Records drawn from a dataset

= = = = =

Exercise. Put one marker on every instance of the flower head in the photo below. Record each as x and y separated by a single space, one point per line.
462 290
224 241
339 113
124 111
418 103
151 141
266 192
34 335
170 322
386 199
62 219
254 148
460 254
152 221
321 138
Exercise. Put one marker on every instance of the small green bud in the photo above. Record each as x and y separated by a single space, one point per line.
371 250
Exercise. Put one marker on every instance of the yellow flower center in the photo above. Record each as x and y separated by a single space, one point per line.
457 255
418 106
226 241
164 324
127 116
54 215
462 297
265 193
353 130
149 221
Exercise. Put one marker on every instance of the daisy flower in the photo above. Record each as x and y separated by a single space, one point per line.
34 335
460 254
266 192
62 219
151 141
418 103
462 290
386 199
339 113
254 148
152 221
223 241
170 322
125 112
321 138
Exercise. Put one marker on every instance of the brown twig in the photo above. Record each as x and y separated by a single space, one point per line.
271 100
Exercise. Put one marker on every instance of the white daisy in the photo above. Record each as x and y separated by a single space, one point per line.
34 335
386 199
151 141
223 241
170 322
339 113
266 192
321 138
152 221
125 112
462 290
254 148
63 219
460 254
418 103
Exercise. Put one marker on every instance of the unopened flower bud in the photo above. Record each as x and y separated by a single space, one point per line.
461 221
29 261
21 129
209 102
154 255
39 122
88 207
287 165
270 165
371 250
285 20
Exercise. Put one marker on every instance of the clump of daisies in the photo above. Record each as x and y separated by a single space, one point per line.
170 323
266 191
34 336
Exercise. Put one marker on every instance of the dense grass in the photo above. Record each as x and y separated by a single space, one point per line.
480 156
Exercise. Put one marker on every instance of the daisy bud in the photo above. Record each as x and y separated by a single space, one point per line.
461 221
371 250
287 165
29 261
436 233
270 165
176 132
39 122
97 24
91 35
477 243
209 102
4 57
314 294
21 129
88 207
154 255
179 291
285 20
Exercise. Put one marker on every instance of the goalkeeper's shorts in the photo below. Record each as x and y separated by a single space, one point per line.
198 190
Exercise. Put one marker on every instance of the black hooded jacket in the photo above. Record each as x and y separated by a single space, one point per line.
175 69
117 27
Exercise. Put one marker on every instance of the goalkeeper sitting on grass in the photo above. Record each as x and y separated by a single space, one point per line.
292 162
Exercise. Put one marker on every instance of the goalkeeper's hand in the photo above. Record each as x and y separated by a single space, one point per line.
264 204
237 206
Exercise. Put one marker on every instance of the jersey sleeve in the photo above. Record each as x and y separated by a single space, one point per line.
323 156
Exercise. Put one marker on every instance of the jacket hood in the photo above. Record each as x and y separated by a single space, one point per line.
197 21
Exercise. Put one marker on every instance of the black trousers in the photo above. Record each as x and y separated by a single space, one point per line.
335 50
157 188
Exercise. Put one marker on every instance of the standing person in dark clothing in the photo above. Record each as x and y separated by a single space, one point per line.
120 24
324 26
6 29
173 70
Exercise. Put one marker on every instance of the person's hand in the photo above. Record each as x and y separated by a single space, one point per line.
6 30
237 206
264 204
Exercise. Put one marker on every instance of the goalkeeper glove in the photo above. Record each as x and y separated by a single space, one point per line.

= = = = =

→ Directions for this task: Nothing should be dropped. Retype each line above as it is.

→ Solution for this exercise:
Exercise. Put one marker on every instance of the flower head in the photo below. Record each as x and y separated by a single space, one point per line.
462 290
224 241
339 113
124 111
418 103
151 141
266 192
34 335
170 322
386 199
62 219
254 148
460 254
152 221
321 138
Exercise. Put one marker on every instance of the small green bud in the photo above. Record each as x and y separated by a single space, one point per line.
371 250
Exercise. Put one marker on every instance of the yellow flower center in the photo above. Record each as x and y separated by a single space, one point per line.
457 255
418 106
226 241
164 324
127 116
54 215
462 297
265 193
353 130
149 221
Exercise. Put one marker on every instance of the daisy flower in the photo above. Record each as x and y separated by a single space, one point per line.
34 335
460 254
266 192
62 219
151 141
418 103
462 290
386 199
339 113
254 148
152 221
223 241
170 322
125 112
321 138
Exercise. Put one marker on every instance of the brown twig in the photo above. Record each as x and y separated by a single space, one point per line.
271 100
Exercise. Put one marker on every instance of the white daisy in the photo above. Record each as x and y separated by a single space, one point per line.
34 335
386 199
151 141
223 241
170 322
339 113
266 192
321 138
152 221
125 112
462 290
254 148
63 219
460 254
418 103
Exercise. Put one marker on every instance of the unopened flower bud in the photo above. Record each as x and y separated by a single space, one point per line.
461 221
29 261
21 129
209 102
154 255
39 122
88 207
287 165
270 165
371 250
285 20
Exercise. Put one marker on every instance of the clump of daisies in the photo above. Record each as x and y separated by a single space, one point per line.
170 323
266 191
34 336
Exercise. Put one marker on every instance of the dense grass in the photo above. Record each as x and y separated by a single space, one point per line.
480 156
Exercise. Put one marker on every instance of the daisy bud in the photo above. Record each as x and y separated by a single space, one point per line.
461 221
371 250
287 165
29 261
436 233
270 165
176 132
39 122
97 24
91 35
477 243
209 102
4 57
314 294
21 129
88 207
154 255
179 291
285 20
Exercise. Put one marker on every instance of the goalkeeper's shorts in the photo below. Record each as x and y separated by a single space, one point per line.
198 190
Exercise. Put one marker on every instance of the black hooded jacket in the photo above. Record each as x and y separated by a single space, one point per line.
175 69
117 27
Exercise. Put one marker on every instance of the goalkeeper sitting on grass in the photo above. Record each as x and y separated by a single space, one point per line.
292 162
Exercise. Put one marker on every instance of the goalkeeper's hand in the photo above. Record each as x and y separated by a single space, one point per line.
264 204
237 206
Exercise. Put one marker on every instance of the jersey sleeve in the photo above. Record each as x and y separated by a single space, one point per line.
323 156
Exercise. Put one marker on every instance of the jacket hood in the photo above. Record each as x and y separated by a single space, one point per line.
197 21
Exercise. Put one marker on every instance of the black trousers in the photo above. Record each as x and y separated by a single space, one point per line.
335 50
157 188
Exercise. Put one marker on every instance of the standing person in dark clothing in the photo above. Record each as x and y separated by a single space, one point per line.
120 24
324 26
6 29
173 70
Exercise. Put one marker on every instance of the person's hand in the photo above. Record each as x and y separated by a single space, one point per line.
6 30
237 206
264 204
Exercise. Put one marker on every instance of the goalkeeper glove in the photo above. Record each as x and y separated by a single space, one point per line.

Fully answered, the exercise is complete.